Exercise: Copy out the lines from the first one in the records through the line containing "column 241, row 114", keeping both ends and giving nothing else.

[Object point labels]
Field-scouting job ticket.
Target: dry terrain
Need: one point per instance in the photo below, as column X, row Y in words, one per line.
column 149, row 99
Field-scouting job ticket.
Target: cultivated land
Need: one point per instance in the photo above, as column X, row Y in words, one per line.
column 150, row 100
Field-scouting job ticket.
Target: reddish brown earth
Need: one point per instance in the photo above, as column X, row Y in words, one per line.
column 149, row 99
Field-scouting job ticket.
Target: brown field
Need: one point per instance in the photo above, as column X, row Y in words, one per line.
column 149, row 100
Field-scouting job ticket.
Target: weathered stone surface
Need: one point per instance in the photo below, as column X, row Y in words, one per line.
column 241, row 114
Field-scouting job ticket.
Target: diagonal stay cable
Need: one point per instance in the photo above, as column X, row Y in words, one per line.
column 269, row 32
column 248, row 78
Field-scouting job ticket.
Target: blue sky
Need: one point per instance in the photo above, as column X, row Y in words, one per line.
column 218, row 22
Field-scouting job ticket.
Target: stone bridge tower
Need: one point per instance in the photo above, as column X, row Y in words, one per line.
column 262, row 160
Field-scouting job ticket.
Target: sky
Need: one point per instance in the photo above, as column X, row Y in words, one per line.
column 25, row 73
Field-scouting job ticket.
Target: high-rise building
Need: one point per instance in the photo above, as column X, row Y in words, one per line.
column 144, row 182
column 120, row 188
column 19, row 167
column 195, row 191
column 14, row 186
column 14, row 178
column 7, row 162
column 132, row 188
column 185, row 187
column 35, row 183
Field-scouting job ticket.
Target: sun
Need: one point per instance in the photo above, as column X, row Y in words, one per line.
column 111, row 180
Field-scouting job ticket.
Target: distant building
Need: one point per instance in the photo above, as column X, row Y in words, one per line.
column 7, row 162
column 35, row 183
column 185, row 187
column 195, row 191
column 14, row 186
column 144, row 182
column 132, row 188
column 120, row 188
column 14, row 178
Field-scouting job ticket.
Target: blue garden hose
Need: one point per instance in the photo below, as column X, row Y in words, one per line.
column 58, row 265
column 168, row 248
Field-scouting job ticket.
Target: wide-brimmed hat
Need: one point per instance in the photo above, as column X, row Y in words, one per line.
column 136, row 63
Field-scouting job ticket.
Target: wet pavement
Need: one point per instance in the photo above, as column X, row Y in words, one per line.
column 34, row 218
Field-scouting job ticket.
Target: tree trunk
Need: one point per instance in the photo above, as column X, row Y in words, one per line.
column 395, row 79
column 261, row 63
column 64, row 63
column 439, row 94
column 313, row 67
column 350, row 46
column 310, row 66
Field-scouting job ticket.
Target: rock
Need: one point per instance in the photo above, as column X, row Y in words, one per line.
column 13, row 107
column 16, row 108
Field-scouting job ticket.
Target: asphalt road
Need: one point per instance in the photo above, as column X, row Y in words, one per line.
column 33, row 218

The completed task:
Field-scouting job ticket.
Target: dry terrain
Need: one point per instance in the photo below, as column X, row Y in words, one per line.
column 149, row 99
Field-scouting job ticket.
Target: cultivated land
Need: one point per instance in the photo above, as column X, row Y in words, one per line.
column 150, row 100
Field-scouting job ticket.
Target: reddish brown earth
Need: one point per instance in the photo above, as column X, row Y in words, one per line.
column 149, row 99
Field-scouting job ticket.
Target: brown field
Need: one point per instance in the photo above, as column X, row Y in words, one per line.
column 149, row 100
Field-scouting job ticket.
Target: weathered stone surface
Need: one point per instance in the photo below, as column X, row Y in words, one per line.
column 241, row 114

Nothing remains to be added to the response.